When used with PREDICT, there are three primary points at which the cache is invoked:

  • via the CACHE record statement, to tell Luna which metrics to track

  • when a tracked command is run, any tracked values will be cached

  • when PREDICT runs, based on the model specification file details, values will be pulled from the cache and used to build the vector of predictors for that individual

To take the specific case above, the first component might be:

CACHE cache=c1 record=MTM,RATIO,B1,B2,CH,STG

The record argument expects values in the form/order: command, variable, one or more strata. This names a cache c1 (i.e. the same cache will be passed to PREDICT) and instructs Luna to cache any RATIO values emitted by the MTM command that have the associated strata of B1, B2, CH and (in this particular case) STG. Here, RATIO is the ratio of two band powers (B1 / B2 ), which will be defined for a given channel CH. By default, any RATIO variable will always have at least these three associated strata, B1, B2 and CH: e.g. B1=DELTA, B2=ALPHA and CH=C3_M2. Here, we additionally specify a stratifying factor of STG, corresponding to sleep stage. This is a user-defined strata specified via the TAG command, used to track N2 versus N3 metrics calculated in the same script. The tag makes N2 and N3 metrics distinct, otherwise new calls to MTM would overwrite the output associated with previous ones in the same run.

**Dataset excerpts**
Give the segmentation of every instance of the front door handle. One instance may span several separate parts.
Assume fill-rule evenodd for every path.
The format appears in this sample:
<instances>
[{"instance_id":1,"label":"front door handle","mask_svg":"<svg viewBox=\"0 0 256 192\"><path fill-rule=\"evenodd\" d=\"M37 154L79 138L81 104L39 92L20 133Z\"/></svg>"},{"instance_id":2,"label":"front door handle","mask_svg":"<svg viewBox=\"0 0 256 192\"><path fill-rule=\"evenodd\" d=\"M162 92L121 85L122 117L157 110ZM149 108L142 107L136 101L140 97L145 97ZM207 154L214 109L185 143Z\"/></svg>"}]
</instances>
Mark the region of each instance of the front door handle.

---

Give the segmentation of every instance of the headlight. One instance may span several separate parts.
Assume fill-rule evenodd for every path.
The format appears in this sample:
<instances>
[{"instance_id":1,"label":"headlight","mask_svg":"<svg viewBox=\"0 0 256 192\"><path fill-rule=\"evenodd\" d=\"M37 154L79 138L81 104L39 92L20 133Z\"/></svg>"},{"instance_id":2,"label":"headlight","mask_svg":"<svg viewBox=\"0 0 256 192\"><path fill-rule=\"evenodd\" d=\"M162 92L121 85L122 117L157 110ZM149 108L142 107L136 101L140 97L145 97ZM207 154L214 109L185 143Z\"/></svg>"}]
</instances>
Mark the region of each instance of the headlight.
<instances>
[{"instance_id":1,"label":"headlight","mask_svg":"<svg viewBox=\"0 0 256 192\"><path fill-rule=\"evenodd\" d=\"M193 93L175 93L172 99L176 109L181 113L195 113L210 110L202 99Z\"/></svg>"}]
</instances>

--

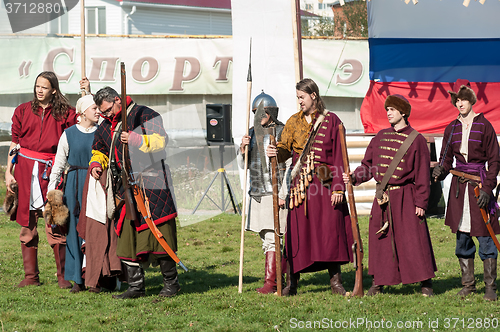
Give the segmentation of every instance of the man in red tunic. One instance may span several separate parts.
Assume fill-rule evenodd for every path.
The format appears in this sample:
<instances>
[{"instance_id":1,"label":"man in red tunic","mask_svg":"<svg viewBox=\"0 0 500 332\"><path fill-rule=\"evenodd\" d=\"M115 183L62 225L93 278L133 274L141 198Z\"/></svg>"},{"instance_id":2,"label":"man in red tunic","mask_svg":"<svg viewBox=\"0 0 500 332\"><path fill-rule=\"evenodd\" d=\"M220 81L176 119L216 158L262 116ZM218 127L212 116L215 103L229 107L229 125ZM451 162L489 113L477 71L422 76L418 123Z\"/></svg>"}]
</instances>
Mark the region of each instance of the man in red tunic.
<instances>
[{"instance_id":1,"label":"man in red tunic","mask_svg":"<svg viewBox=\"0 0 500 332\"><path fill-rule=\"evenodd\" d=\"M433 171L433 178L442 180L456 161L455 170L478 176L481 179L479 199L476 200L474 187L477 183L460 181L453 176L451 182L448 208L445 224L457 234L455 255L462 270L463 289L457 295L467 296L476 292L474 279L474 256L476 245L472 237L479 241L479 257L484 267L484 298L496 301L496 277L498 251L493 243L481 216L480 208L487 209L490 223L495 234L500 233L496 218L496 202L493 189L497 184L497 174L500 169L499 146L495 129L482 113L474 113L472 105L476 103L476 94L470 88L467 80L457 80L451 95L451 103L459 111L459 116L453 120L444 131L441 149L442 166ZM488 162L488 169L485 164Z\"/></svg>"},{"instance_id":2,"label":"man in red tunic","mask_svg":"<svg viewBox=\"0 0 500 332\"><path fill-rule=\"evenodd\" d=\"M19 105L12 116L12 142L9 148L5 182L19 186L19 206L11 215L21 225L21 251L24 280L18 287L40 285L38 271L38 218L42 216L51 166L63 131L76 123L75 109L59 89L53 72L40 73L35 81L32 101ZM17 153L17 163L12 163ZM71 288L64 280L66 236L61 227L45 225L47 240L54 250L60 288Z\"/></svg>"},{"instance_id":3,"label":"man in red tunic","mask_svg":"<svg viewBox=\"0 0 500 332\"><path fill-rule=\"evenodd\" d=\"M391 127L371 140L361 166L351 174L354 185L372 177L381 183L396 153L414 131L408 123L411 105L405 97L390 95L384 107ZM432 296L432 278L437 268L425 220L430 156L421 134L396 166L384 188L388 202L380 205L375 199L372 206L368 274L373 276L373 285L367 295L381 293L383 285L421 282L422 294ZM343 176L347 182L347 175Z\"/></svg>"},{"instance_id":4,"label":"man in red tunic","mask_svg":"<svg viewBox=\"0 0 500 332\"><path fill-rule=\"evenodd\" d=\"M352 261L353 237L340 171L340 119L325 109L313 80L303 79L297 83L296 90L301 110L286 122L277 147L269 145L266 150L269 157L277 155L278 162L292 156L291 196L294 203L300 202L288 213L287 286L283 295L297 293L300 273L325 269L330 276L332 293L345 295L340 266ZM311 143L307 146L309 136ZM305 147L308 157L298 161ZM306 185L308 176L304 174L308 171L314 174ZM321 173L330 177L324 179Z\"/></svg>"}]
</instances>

**Exercise requirements**
In the caching passage, which strata does the example CACHE statement name for the RATIO values it tracks? Work only from the caching passage, not the records.

**Solution to this problem**
B1, B2, CH, STG